TASK TO COMPLETE: Count the lines in the items below that contain the string "queried", where case matters, and reply with that number alone.
┌──
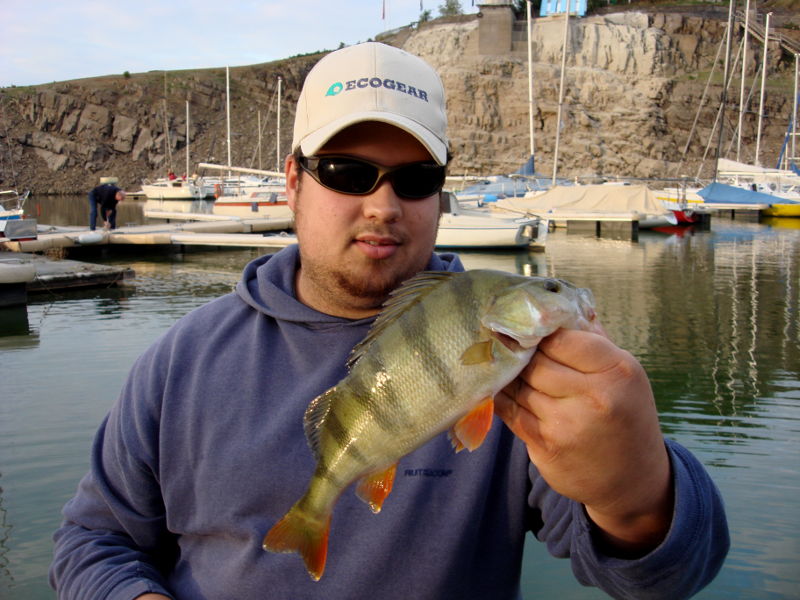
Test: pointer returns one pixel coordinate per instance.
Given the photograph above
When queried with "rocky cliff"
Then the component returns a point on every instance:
(633, 85)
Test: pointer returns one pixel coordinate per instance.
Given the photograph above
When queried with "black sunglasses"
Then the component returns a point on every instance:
(359, 177)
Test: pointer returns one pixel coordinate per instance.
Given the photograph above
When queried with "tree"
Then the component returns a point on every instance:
(450, 8)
└──
SOLUTION FOR THIS PROBLEM: 3